REQUIRED WORK:
- A) Reproduce verbatim the passage of the blog post on Butch Otter and the wolf, starting at "This is from" and ending at "The Wildlife News.".
- B) Collect every line of the entries that contains the string "background", matching case exactly.

TEXT BLOCK:
──────

This is from Alan Gregory’s Conservation News Blog. Why is Butch [Otter] afraid of the Big Bad Wolf?

 
About The Author

Ralph Maughan

Dr. Ralph Maughan is professor emeritus of political science at Idaho State University. He was a Western Watersheds Project Board Member off and on for many years, and was also its President for several years. For a long time he produced Ralph Maughan's Wolf Report. He was a founder of the Greater Yellowstone Coalition. He and Jackie Johnson Maughan wrote three editions of "Hiking Idaho." He also wrote "Beyond the Tetons" and "Backpacking Wyoming's Teton and Washakie Wilderness." He created and is the administrator of The Wildlife News.

4 Responses to Why is Butch afraid of the Big Bad Wolf?

  1. JEFF E says:

    Just my guess. But Clement (his real name) went to parochial school when he was growing up and that theology has often equated the wolf with the devil over its history. Coupled with being nick named Clem Kadiddlehopper in school, and picked on by the school bullies I can see how Clem could form a subconscious correlation to bullies, big bad wolves, evil, and him, in his fantasy world, being the next Saint George the dragon (wolf) slayer. On the other hand maybe I’m just reading too many press releases from Wyoming’s legislature.

──────

RECORDS SHOWN:
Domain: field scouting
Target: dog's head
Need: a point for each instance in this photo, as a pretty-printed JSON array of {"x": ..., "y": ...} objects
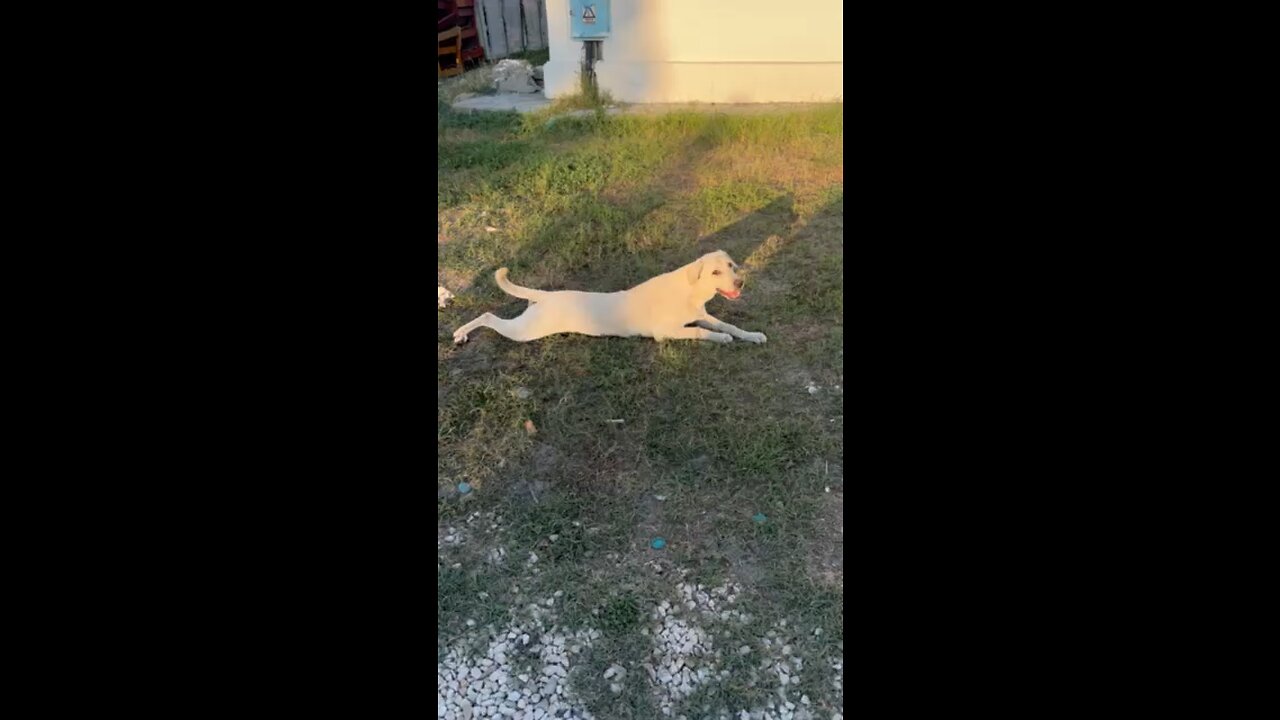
[{"x": 714, "y": 272}]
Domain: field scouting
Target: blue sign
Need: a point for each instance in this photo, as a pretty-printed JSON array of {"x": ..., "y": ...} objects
[{"x": 589, "y": 19}]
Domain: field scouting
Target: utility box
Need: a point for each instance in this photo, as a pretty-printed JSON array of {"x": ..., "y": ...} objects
[{"x": 589, "y": 19}]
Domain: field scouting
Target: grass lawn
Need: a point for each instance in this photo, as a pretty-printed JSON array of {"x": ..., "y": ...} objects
[{"x": 730, "y": 452}]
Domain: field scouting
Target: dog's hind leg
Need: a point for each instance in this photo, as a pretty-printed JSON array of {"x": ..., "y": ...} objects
[{"x": 520, "y": 329}]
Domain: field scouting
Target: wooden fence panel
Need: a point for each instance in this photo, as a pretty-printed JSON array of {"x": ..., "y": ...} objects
[
  {"x": 496, "y": 45},
  {"x": 533, "y": 24},
  {"x": 515, "y": 32},
  {"x": 503, "y": 31}
]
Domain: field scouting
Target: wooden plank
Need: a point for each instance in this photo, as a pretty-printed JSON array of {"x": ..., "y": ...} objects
[
  {"x": 533, "y": 24},
  {"x": 493, "y": 24},
  {"x": 481, "y": 31},
  {"x": 542, "y": 18},
  {"x": 511, "y": 17}
]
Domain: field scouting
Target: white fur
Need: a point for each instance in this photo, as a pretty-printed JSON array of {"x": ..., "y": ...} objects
[{"x": 658, "y": 308}]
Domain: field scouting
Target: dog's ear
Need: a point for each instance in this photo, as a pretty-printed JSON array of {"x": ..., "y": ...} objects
[{"x": 694, "y": 270}]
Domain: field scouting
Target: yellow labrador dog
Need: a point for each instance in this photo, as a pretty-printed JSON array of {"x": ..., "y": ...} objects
[{"x": 658, "y": 308}]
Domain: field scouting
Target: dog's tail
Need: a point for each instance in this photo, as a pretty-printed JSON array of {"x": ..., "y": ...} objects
[{"x": 512, "y": 288}]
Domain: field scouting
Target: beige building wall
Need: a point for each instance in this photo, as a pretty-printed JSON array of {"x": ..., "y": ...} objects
[{"x": 707, "y": 51}]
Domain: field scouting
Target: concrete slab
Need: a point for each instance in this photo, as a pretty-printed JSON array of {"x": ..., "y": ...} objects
[{"x": 521, "y": 103}]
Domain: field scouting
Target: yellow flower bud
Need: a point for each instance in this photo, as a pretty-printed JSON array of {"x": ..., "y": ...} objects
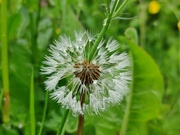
[{"x": 154, "y": 7}]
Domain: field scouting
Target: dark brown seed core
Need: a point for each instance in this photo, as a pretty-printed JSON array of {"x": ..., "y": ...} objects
[{"x": 89, "y": 72}]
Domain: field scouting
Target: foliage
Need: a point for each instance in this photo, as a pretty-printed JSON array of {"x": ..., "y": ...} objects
[{"x": 151, "y": 108}]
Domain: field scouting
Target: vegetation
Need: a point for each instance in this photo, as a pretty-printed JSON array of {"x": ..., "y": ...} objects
[{"x": 148, "y": 30}]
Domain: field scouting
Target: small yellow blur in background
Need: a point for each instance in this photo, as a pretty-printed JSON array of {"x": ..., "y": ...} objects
[{"x": 154, "y": 7}]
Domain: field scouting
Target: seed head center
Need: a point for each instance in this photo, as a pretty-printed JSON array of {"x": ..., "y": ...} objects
[{"x": 87, "y": 72}]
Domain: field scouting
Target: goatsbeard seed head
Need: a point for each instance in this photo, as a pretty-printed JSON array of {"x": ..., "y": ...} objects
[
  {"x": 93, "y": 85},
  {"x": 87, "y": 73}
]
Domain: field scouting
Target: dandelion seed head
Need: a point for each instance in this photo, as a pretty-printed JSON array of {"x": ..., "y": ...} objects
[{"x": 91, "y": 85}]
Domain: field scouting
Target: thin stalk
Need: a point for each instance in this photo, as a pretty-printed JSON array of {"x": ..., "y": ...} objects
[
  {"x": 61, "y": 125},
  {"x": 127, "y": 111},
  {"x": 32, "y": 110},
  {"x": 80, "y": 124},
  {"x": 5, "y": 72},
  {"x": 106, "y": 24},
  {"x": 142, "y": 23},
  {"x": 120, "y": 8},
  {"x": 44, "y": 114}
]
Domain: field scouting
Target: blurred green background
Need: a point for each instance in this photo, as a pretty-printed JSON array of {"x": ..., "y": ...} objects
[{"x": 33, "y": 25}]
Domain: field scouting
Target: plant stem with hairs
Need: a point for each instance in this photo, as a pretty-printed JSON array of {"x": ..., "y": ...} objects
[{"x": 5, "y": 72}]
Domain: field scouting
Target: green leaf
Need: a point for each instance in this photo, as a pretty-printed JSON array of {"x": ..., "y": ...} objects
[
  {"x": 132, "y": 34},
  {"x": 144, "y": 101}
]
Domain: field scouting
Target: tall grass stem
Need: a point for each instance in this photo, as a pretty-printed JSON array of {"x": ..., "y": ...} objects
[
  {"x": 5, "y": 67},
  {"x": 32, "y": 107},
  {"x": 44, "y": 114}
]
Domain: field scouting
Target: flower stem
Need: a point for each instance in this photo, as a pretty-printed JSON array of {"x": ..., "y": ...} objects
[
  {"x": 61, "y": 125},
  {"x": 80, "y": 124},
  {"x": 32, "y": 111},
  {"x": 128, "y": 106},
  {"x": 81, "y": 116},
  {"x": 5, "y": 72},
  {"x": 44, "y": 114}
]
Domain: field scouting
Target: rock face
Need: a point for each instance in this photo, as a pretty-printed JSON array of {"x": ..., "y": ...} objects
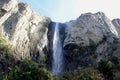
[
  {"x": 89, "y": 39},
  {"x": 24, "y": 29},
  {"x": 86, "y": 40}
]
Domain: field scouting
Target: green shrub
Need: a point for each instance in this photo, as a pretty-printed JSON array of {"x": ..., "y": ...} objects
[
  {"x": 107, "y": 69},
  {"x": 84, "y": 75},
  {"x": 4, "y": 48},
  {"x": 29, "y": 70}
]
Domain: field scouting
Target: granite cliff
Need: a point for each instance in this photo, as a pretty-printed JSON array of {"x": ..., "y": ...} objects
[{"x": 86, "y": 40}]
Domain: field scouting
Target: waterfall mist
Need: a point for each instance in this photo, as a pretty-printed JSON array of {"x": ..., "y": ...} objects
[{"x": 57, "y": 52}]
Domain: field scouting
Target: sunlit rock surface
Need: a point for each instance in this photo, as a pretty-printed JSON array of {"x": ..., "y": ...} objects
[{"x": 23, "y": 28}]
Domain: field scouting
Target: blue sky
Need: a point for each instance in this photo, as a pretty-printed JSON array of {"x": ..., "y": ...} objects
[{"x": 65, "y": 10}]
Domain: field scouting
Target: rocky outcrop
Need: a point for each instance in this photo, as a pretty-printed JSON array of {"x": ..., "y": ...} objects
[
  {"x": 89, "y": 39},
  {"x": 24, "y": 29},
  {"x": 86, "y": 40}
]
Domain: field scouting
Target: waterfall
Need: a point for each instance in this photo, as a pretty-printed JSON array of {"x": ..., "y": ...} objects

──────

TASK-BY-TASK RESULTS:
- A)
This is from Alan Gregory’s Conservation News Blog. Why is Butch [Otter] afraid of the Big Bad Wolf?

 
About The Author

Ralph Maughan

Dr. Ralph Maughan is professor emeritus of political science at Idaho State University. He was a Western Watersheds Project Board Member off and on for many years, and was also its President for several years. For a long time he produced Ralph Maughan's Wolf Report. He was a founder of the Greater Yellowstone Coalition. He and Jackie Johnson Maughan wrote three editions of "Hiking Idaho." He also wrote "Beyond the Tetons" and "Backpacking Wyoming's Teton and Washakie Wilderness." He created and is the administrator of The Wildlife News.

- B)
Target: small yellow blur in background
Target: blurred green background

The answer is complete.